Document segment =>
********
I've used that idea of a "test" in the comment section of one of my earlier posts this week.  It's a test certainly for Obama, but it is a test for the American electorate as well. For we are all being tested as to what we really believe it means to be an American. Are enough of us capable of recognizing that Jeremiah Wright is an honest American with whom we may agree or disagree but has just as much right to speak his mind in the public sphere as James Dobson, John Hagee or Pat Robertson? The comparison unfairly diminishes Wright, whom I think the best man among them. But the point should be clear. There's no media frenzy about white preachers who say outrageous things because there is no question about their bona fides as Americans.

I see Wright as forcing the issue. The media have obsessed about him and his relationship with Obama precisely because of the elephant-in-the-room question: Is Obama a real American? That's why the flag pin issue is a problem for him but not for McCain or Clinton. That's why his name is a problem. That's why even the elitist tag has become a problem--because the cosmopolitanism necessary for any president who truly embraces all Americans is associated with the tolerance and broadmindedness of the cosmopolitanism associated educated urban elites. That this is a negative is facetious. That Clinton has tried to exploit this by pandering to these country folks is laughable. It's hard for me to understand anybody who has been watching her in the last two months can take her seriously anymore.

But media narratives notwithstanding, these good country folk are no more real Americans than the urbanites who attend Trinity United. They each have their own perspective. They each have their own blind spots. But they are equally Americans. And if one or the other of them is angry or bitter or resentful or whatever, it's ok. If one group is suspicious of or fears the other, maybe there's good reason for it. That's the way we humans are and we simply have to accept that as the starting point. No one should sugarcoat the problem, and Obama's honest about that in his "More Perfect Union" speech was so refreshing because he didn't sugarcoat it.  It was like uncovering a festering wound to sun and fresh air in order that it might heal.
********
Information provided =>
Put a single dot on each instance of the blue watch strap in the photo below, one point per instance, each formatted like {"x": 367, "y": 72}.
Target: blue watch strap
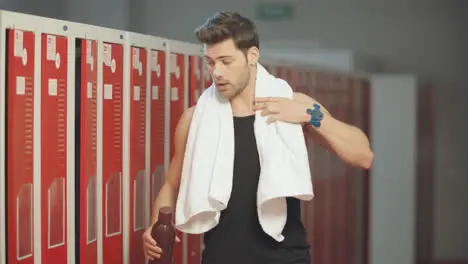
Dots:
{"x": 316, "y": 116}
********
Required task A => In the post, which Obama speech is called refreshing?
Required task B => Write out the part of the post from "But media narratives" up to and including "it might heal.", word for word.
The data above comes from a different source than the post.

Correct output A => His "More Perfect Union" speech.

Correct output B =>
But media narratives notwithstanding, these good country folk are no more real Americans than the urbanites who attend Trinity United. They each have their own perspective. They each have their own blind spots. But they are equally Americans. And if one or the other of them is angry or bitter or resentful or whatever, it's ok. If one group is suspicious of or fears the other, maybe there's good reason for it. That's the way we humans are and we simply have to accept that as the starting point. No one should sugarcoat the problem, and Obama's honest about that in his "More Perfect Union" speech was so refreshing because he didn't sugarcoat it.  It was like uncovering a festering wound to sun and fresh air in order that it might heal.